El árbol de la vida es, de entrada, una extraordinaria reflexión sobre el sufrimiento humano, sobre la tragedia insoportable que te obliga a preguntar “por qué” durante el resto de tus días.
Pero es -también y sobre todo- la delicadísima oración de una madre con el corazón en carne viva. Aunque solo la he visto una vez, juraría que su asombroso guión está inspirado en Platón, San Agustín, Pascal… El Platón que reduce todo el quehacer filosófico a una meditación sobre la muerte. El Agustín del fecisti nos ad Te, Domine… El Pascal abrumado por la inmensidad del Universo, agazapado en un rincón del Cosmos, que solo reconoce dos tipos de personas razonables: las que aman a Dios de todo corazón porque le conocen, y las que le buscan de todo corazón porque no le conocen.

= Datos proporcionados =
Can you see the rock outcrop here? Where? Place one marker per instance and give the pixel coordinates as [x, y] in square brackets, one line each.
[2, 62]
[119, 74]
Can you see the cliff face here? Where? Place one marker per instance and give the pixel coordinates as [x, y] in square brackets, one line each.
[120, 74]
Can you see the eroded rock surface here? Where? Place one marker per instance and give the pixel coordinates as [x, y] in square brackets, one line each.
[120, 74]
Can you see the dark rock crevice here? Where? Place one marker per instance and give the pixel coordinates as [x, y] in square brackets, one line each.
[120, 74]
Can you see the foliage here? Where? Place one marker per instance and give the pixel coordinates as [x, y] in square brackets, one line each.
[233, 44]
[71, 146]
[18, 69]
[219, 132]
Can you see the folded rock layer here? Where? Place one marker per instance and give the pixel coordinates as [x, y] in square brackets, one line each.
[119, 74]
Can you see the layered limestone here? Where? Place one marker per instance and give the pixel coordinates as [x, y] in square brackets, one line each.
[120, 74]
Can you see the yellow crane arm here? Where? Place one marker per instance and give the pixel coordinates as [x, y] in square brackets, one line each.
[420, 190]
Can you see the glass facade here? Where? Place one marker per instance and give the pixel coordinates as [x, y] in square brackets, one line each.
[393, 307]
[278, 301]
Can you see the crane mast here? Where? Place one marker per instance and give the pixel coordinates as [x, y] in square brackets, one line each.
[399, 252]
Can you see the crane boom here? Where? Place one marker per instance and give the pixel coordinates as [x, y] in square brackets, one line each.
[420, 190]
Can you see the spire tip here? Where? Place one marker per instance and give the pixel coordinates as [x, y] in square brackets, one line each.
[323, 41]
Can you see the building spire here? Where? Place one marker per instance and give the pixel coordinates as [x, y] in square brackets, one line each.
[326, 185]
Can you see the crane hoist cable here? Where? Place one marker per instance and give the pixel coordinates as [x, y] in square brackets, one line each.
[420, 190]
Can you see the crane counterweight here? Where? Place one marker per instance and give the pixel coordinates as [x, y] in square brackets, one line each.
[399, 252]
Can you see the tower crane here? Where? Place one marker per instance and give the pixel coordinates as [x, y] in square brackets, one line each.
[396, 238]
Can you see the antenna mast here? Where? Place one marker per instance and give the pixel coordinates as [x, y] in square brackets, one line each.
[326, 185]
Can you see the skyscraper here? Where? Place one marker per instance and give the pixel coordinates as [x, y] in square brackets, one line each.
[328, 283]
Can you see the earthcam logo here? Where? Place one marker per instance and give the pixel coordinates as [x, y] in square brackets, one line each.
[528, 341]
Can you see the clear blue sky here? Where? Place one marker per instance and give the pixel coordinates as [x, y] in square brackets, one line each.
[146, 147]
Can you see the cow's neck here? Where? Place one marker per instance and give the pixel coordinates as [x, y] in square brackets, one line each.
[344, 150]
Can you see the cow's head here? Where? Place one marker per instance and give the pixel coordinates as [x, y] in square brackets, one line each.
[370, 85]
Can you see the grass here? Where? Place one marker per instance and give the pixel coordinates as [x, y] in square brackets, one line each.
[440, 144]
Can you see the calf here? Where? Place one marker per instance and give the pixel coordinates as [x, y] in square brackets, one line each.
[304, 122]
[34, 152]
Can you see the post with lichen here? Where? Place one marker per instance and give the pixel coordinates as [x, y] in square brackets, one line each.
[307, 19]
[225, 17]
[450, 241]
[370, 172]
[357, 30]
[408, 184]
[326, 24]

--

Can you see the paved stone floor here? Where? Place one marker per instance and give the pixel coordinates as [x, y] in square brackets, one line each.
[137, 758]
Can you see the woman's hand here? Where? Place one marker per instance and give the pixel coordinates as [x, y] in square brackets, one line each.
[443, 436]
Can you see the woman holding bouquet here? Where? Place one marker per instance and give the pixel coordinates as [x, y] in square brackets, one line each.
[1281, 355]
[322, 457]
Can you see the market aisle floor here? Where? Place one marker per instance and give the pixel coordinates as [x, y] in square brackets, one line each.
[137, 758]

= Explorar el material =
**A.** En el texto sobre El árbol de la vida, cambia "madre" por "mujer" y escribe de nuevo todo lo que va desde "El árbol de" hasta "no le conocen.".
**B.** Según el texto sobre El árbol de la vida, ¿qué dos tipos de personas razonables reconoce Pascal?
**C.** Prosigue el texto sobre El árbol de la vida a partir de su última frase.

= Lista de respuestas =
**A.**
El árbol de la vida es, de entrada, una extraordinaria reflexión sobre el sufrimiento humano, sobre la tragedia insoportable que te obliga a preguntar “por qué” durante el resto de tus días.
Pero es -también y sobre todo- la delicadísima oración de una mujer con el corazón en carne viva. Aunque solo la he visto una vez, juraría que su asombroso guión está inspirado en Platón, San Agustín, Pascal… El Platón que reduce todo el quehacer filosófico a una meditación sobre la muerte. El Agustín del fecisti nos ad Te, Domine… El Pascal abrumado por la inmensidad del Universo, agazapado en un rincón del Cosmos, que solo reconoce dos tipos de personas razonables: las que aman a Dios de todo corazón porque le conocen, y las que le buscan de todo corazón porque no le conocen.

**B.** Las que aman a Dios de todo corazón porque le conocen y las que le buscan de todo corazón porque no le conocen.

**C.**
Lejos de Stephen Hawking y a años luz del radical Richard Dawkins, Terrence Malick no presenta a los seres humanos como primates que han evolucionado al azar, en un mundo donde solo les espera la muerte. Ha logrado, por el contrario, una película de factura perfecta y belleza apabullante, imposible de apreciar en pantalla pequeña. Una sinfonía de imágenes armada sobre el guión de un doctor en Filosofía por Harvard, capaz de enfrentar con solvencia las inmensas y eternas preguntas de todo ser humano.